1.1 Regulation of gene expression
Each cell in our body originate from the same fertilized stem cell and has therefore virtually the same genome. However, different cell types have distinct morphologies and fulfill diverse functions. This diversity is achieved by expressing only a subset of genes to a specific extent for any cell type, developmental state, and environmental condition. Gene expression is therefore complex and controlled on many molecular levels (Lelli et al. 2012).
The initial sequencing of the human genome reviled a tremendous resource of information encoded in the DNA sequence (Lander et al. 2001). However, we are still far from completely understanding the sequence information itself (Lander 2011). While functional knowledge of individual genes and its activity, evolution, and associations to diseases accumulates over the last decades, the non-coding parts of the genome are only recently annotated in massive collaborative efforts (Dunham et al. 2012; Roadmap Epigenomics Consortium et al. 2015; Andersson et al. 2014). These projects provide various functional data along the genome and together with many independent studies lead to an increased understanding of the regulatory potential of non-coding regions and its dynamic activity across conditions.

····················

* _Assignment_
Continue the text on gene expression regulation from the point where it stops.

Referring expression grounding data:
····················

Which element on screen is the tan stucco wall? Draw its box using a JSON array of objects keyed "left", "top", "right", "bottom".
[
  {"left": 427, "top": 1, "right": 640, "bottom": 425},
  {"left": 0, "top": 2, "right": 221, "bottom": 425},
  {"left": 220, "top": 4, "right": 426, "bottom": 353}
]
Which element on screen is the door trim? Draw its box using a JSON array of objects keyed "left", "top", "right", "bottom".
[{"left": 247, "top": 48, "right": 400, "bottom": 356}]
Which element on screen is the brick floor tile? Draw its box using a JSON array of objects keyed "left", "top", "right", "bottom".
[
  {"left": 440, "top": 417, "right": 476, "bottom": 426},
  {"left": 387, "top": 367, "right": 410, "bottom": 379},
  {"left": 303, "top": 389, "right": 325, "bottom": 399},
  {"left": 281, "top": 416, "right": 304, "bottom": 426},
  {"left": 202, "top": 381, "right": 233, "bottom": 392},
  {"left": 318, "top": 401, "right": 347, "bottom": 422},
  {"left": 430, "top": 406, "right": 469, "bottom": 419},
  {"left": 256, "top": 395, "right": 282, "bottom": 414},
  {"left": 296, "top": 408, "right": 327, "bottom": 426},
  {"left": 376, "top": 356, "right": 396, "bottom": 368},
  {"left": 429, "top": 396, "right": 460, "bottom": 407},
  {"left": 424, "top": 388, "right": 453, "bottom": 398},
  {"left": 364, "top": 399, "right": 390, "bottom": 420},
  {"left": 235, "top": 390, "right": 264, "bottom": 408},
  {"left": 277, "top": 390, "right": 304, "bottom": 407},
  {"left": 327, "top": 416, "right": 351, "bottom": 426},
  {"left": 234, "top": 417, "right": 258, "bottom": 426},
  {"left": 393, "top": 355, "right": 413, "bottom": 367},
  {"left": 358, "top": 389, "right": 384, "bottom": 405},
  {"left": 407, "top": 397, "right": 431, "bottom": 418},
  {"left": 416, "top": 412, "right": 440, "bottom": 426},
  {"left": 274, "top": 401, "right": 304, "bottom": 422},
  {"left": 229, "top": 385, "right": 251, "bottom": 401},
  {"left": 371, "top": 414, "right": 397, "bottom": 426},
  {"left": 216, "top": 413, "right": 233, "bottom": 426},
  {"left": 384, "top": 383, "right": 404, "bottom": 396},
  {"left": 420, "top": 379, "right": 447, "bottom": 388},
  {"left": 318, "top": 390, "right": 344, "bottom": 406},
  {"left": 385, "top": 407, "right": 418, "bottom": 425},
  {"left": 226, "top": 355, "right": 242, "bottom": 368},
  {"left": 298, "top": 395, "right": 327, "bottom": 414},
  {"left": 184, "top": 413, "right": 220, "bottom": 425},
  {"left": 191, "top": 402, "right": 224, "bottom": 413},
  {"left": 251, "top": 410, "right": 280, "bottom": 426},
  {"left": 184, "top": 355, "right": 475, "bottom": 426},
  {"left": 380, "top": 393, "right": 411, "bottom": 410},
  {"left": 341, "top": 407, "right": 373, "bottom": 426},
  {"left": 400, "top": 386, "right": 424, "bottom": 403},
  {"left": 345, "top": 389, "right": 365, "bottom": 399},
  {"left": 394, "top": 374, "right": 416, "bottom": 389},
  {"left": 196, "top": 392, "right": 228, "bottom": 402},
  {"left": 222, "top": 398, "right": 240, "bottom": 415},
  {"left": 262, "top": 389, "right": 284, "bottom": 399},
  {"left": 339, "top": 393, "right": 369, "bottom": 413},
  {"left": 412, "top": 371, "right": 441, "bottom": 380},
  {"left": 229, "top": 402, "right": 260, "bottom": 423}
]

····················

* _Your response_
It becomes clear that gene regulation occurs on many levels. The genomic sequence itself encodes cis-regulatory modules (CRMs) to which transcription factors (TFs) bind by recognizing specific DNA sequence motifs. TFs often form complexes with other proteins and DNA. However, TF binding and CRM assembly at promoter regions of genes or distal enhancer elements require often specific epigenetic states of chromatin. Epigenetic modifications of DNA, such as methylation, influence the ability of TF to bind DNA. Also, the chromatin structure and accessibility itself determines if a gene can be transcribed. So-called pioneering factors can bind closed chromatin that is wrapped around nucleosomes and remodel it to make it accessible for other TFs that require open chromatin and specific environments of post-translational histone modifications to bind cis-regulatory regions and activate target gene expression. Another layer in gene regulation is the three-dimensional folding structure of chromatin in the nucleus, as explained in more detail below.
However, most of the cell-type specific gene regulation that accounts for cell differentiation in development and morphological diversification in evolution are driven by activation changes of non-coding regulatory regions, described as enhancers (Long et al. 2016).